▶ **WORK ORDER**:
Please continue the nature article on Herb Robert, picking up right after its final sentence.

▶ **TEXT PASSAGE**:
Life

Take on Nature: Herb Robert's here – or is it woodland elves?

OUR roadside verges and banks are currently full of disorder. Encouraged by the warm sunshine of recent weeks, unruly flowers and grasses are all competing for space to show off their wares.

Such places are wonderful refuge corridors for many of our small mammals and invertebrates. On a local walk last week, under layers of birdsong, I noticed, pushing through the white splashes of cow parsley and vetch, the wild geranium, Herb Robert (Geranium robertianum) with its ruddy, finely cut fern like leaves and pretty, pink flowers.

Nineteenth century English poet Roden Noel wrote of "the little pink geranium" and its "Frail flowers which arrive with the Cuckoo". Along with other flowers of this time he describes them as "Sweet maids of honour, woodland elves!"

Herb Robert is a common plant throughout Ireland, which frequents hedgerows, woodlands, verges and old stone walls. During May, the small pink flowers with a white centre which radiates out into each of the five rounded petals, begin to emerge and will persist well into the autumn.

A member of the Cranesbill family, its scientific name Geranium comes from the Greek ‘geranus’ which means crane, an obvious reference to the plant’s seed pods, which are shaped like a crane’s bill. When ripe these seed pods will burst open and eject their seed.

Regarded as an attractive plant, Herb Robert inspired poet William Wordsworth to write "Poor Robin is yet flowerless, but how gay with his red stalks on this sunny day". The plant’s foliage, however, gives off a strong musky odour when crushed, earning it the name ‘Stinky (or stinking) Bob’ in various places.

The name Herb Robert, may have come from the Latin ruber meaning red but alternative explanations also exist. Most suggest the name originates from Robin, a diminutive form of Robert and a reference to Robin Goodfellow the mischievous hobgoblin from English folklore also known as Puck, made famous by Shakespeare in A Midsummer Night’s Dream.

Data items

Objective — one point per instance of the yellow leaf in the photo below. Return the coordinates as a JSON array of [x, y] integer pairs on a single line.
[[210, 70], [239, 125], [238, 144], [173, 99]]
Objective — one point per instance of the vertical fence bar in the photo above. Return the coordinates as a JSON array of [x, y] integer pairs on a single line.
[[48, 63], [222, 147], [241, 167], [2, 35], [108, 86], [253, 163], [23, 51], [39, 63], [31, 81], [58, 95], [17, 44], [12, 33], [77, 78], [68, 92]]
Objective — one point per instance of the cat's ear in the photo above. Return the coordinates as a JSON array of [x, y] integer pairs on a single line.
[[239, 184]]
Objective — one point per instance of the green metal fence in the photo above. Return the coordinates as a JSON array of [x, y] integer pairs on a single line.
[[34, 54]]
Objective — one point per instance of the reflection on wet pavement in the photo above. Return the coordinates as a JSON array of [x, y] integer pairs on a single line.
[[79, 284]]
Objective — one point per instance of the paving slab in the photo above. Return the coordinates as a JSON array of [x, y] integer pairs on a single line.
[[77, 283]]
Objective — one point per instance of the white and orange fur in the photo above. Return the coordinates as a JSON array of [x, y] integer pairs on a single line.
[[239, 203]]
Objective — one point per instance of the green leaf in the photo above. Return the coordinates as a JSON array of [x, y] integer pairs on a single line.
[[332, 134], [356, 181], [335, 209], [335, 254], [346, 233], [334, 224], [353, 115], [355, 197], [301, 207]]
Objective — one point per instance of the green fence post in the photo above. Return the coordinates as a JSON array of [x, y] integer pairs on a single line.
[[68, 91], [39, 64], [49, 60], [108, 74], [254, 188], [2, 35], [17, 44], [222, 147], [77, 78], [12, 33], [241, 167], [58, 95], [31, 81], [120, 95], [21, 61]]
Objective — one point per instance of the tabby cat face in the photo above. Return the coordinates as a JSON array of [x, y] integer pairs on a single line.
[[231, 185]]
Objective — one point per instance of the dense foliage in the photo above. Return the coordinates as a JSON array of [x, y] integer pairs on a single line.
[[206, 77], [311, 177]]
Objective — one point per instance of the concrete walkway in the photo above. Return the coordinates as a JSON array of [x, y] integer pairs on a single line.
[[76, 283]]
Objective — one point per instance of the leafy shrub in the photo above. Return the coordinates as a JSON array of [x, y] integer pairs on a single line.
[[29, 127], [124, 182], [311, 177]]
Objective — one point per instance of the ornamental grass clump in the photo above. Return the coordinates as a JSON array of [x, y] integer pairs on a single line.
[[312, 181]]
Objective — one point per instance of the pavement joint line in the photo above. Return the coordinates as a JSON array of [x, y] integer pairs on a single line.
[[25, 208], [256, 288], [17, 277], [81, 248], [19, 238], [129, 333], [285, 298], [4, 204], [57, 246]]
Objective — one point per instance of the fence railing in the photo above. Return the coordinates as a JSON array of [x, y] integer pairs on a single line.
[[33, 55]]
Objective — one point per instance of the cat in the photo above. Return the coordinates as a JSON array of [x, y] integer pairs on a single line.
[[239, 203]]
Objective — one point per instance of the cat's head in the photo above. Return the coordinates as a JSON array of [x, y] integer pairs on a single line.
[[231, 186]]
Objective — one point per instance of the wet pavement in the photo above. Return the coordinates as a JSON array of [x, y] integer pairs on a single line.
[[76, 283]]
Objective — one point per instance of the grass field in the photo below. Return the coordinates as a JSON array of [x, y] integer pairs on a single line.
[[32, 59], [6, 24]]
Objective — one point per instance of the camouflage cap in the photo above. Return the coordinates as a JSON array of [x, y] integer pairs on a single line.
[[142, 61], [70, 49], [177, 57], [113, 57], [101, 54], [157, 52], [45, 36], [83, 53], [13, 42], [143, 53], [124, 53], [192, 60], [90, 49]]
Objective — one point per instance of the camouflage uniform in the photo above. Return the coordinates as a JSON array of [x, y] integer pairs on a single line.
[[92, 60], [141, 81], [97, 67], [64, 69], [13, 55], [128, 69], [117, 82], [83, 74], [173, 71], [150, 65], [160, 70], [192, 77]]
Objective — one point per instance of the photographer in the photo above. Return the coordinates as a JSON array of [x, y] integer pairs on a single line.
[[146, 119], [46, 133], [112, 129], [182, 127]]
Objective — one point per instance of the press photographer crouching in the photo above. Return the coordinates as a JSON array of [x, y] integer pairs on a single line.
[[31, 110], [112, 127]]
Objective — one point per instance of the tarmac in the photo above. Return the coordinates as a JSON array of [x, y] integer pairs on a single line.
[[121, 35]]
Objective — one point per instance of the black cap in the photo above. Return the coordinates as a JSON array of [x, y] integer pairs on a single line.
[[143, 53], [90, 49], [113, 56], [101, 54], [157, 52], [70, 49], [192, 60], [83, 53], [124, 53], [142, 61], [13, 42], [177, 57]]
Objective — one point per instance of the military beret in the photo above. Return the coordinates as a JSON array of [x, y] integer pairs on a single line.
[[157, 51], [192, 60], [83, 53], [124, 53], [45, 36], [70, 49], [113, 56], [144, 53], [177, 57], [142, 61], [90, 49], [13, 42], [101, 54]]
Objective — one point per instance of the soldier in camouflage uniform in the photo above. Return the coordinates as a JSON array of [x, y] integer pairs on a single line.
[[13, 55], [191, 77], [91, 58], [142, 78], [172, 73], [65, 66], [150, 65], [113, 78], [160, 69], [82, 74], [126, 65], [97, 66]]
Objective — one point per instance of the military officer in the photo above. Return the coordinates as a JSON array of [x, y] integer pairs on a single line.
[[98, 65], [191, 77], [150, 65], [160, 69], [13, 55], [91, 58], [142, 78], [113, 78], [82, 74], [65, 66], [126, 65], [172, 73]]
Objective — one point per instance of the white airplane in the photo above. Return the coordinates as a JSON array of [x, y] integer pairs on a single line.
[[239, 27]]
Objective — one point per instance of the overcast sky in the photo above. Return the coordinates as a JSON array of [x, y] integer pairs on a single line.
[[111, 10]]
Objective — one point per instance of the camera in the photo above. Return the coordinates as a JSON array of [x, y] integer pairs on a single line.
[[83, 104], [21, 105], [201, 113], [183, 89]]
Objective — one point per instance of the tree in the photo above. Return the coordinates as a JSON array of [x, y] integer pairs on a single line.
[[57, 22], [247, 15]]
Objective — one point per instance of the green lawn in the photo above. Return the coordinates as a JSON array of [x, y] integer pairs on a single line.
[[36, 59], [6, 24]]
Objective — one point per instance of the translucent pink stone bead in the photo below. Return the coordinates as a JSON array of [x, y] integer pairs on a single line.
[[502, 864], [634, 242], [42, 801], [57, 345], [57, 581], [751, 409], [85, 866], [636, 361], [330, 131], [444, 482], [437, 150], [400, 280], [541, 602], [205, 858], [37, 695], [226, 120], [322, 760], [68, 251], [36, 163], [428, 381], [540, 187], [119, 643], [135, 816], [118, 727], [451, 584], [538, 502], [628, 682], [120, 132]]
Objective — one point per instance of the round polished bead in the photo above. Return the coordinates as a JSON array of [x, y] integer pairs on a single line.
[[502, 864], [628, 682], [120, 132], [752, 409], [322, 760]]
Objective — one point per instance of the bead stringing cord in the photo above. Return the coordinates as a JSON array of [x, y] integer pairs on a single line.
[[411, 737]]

▶ **EXERCISE RESPONSE**:
Knecht Ruprecht, a dark form of Saint Nicholas, is his German counterpart. Geoffrey Grigson, in his classic compendium of British plant lore The Englishman’s Flora (1955), speculates that the red colour and unpleasant smell of Herb Robert are linked to these two sinister characters, with Goodfellow described as "red and hairy and who carries a candlestick" that may have been identified with the “beak” of the cranesbill.

Whatever sinister associations the plant has acquired in European folklore, Herb Robert has been valued as a medicinal plant since the Middle Ages. In a chapter of Physica, from the 1100s, the German nun and herbalist Hildegard of Bingen comments on the healing power of Herb Robert and recommends its use in powdered form, eaten on bread, to help heal pain in the heart.

Here too in Ireland, Herb Robert has been linked with folk medicine and folklore. It has numerous names: dog’s toe, stinking crane’s-bill, wildfire and bloodweed. One of its Irish names, crobh dearg – the red clawed foot or paw – points to the red stems and sharply shaped seed pods. Probably due to its fiery red foliage, especially in autumn, it was widely used to treat blood disorders and to staunch bleeding.

Peter Wyse Jackson’s book Ireland’s Generous Nature (2014), catalogues the herb’s many uses through the centuries in cures around the country. It was used as the standard treatment for ‘red-water’ (blood in the urine) a disease of cattle and also to treat worms in horses as well as sore throats and rheumatism in people.

"Little Herb Robert, bright and small," (Song of the Herb Robert Fairy) is a special plant indeed.